#### [Prompt]
From the top of the entries, reproduce each line exactly, stopping after the line that contains "point: grass |". Omit pictures.

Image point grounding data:
▼

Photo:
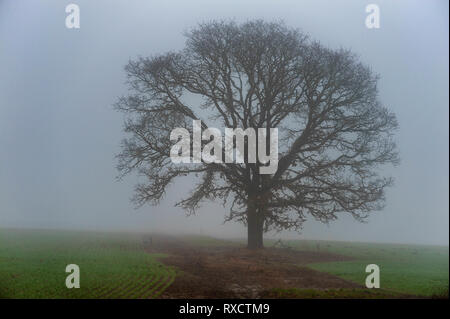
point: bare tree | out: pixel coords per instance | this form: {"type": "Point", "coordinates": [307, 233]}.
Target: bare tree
{"type": "Point", "coordinates": [334, 132]}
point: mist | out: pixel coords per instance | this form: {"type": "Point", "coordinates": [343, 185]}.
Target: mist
{"type": "Point", "coordinates": [59, 133]}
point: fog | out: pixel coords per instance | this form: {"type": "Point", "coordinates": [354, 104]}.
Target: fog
{"type": "Point", "coordinates": [59, 133]}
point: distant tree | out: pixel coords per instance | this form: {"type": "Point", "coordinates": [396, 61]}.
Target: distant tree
{"type": "Point", "coordinates": [334, 134]}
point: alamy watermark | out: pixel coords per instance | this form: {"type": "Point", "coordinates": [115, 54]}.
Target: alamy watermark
{"type": "Point", "coordinates": [222, 150]}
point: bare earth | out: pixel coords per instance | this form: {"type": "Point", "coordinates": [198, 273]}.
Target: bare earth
{"type": "Point", "coordinates": [234, 272]}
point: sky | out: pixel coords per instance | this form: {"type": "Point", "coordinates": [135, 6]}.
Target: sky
{"type": "Point", "coordinates": [59, 133]}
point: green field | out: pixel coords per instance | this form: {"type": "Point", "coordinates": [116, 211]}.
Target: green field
{"type": "Point", "coordinates": [32, 265]}
{"type": "Point", "coordinates": [409, 269]}
{"type": "Point", "coordinates": [115, 265]}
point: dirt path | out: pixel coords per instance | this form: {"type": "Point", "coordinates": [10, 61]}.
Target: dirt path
{"type": "Point", "coordinates": [234, 272]}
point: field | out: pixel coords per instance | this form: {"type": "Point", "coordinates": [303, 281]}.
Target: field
{"type": "Point", "coordinates": [124, 265]}
{"type": "Point", "coordinates": [32, 265]}
{"type": "Point", "coordinates": [411, 269]}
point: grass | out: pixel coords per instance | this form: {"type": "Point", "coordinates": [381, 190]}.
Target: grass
{"type": "Point", "coordinates": [114, 265]}
{"type": "Point", "coordinates": [410, 269]}
{"type": "Point", "coordinates": [32, 265]}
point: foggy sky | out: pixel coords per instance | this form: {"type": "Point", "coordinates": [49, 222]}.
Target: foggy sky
{"type": "Point", "coordinates": [59, 133]}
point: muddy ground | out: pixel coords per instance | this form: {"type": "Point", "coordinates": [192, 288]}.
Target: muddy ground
{"type": "Point", "coordinates": [235, 272]}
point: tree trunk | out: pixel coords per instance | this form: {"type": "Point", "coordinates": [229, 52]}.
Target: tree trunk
{"type": "Point", "coordinates": [255, 225]}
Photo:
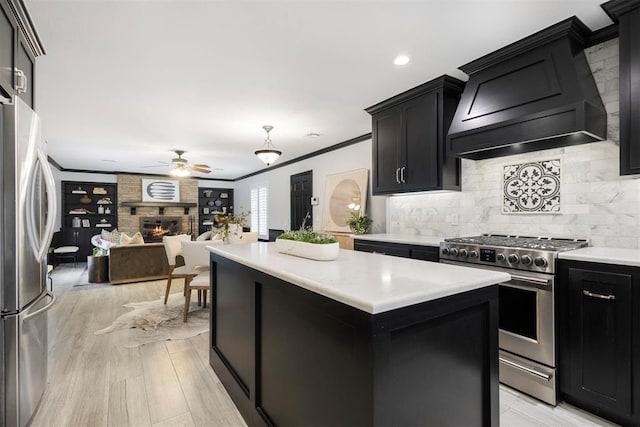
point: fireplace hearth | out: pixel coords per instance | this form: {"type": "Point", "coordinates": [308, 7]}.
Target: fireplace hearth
{"type": "Point", "coordinates": [154, 228]}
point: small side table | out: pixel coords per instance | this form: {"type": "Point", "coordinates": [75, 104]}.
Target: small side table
{"type": "Point", "coordinates": [98, 266]}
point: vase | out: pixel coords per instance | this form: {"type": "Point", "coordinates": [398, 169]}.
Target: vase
{"type": "Point", "coordinates": [315, 251]}
{"type": "Point", "coordinates": [235, 233]}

▲

#### [Answer]
Photo:
point: bare tree | out: pixel coords per instance | this form: {"type": "Point", "coordinates": [307, 233]}.
Target: bare tree
{"type": "Point", "coordinates": [334, 132]}
point: mist | out: pixel coords per instance | this form: {"type": "Point", "coordinates": [343, 185]}.
Target: mist
{"type": "Point", "coordinates": [59, 133]}
point: fog | out: pixel coords per instance | this form: {"type": "Point", "coordinates": [354, 104]}.
Target: fog
{"type": "Point", "coordinates": [59, 133]}
point: distant tree | out: pixel coords per instance | this form: {"type": "Point", "coordinates": [396, 61]}.
Target: distant tree
{"type": "Point", "coordinates": [334, 134]}
point: alamy watermark | out: pixel coords per instance | this form: {"type": "Point", "coordinates": [115, 54]}.
Target: alamy watermark
{"type": "Point", "coordinates": [222, 150]}
point: bare earth | out: pixel coords per instance | this form: {"type": "Point", "coordinates": [198, 273]}.
Target: bare earth
{"type": "Point", "coordinates": [234, 272]}
point: sky | out: pixel coords per instance | this form: {"type": "Point", "coordinates": [135, 6]}.
Target: sky
{"type": "Point", "coordinates": [59, 133]}
point: green field | out: pixel coords per instance | this form: {"type": "Point", "coordinates": [116, 211]}.
Target: green field
{"type": "Point", "coordinates": [32, 265]}
{"type": "Point", "coordinates": [409, 269]}
{"type": "Point", "coordinates": [115, 265]}
point: dirt path | out: pixel coords per instance | this form: {"type": "Point", "coordinates": [10, 61]}.
Target: dirt path
{"type": "Point", "coordinates": [234, 272]}
point: field | out: pixel coords per instance | this form: {"type": "Point", "coordinates": [303, 281]}.
Target: field
{"type": "Point", "coordinates": [124, 265]}
{"type": "Point", "coordinates": [32, 265]}
{"type": "Point", "coordinates": [411, 269]}
point: grass | out: pixel coords per instance | this form: {"type": "Point", "coordinates": [381, 190]}.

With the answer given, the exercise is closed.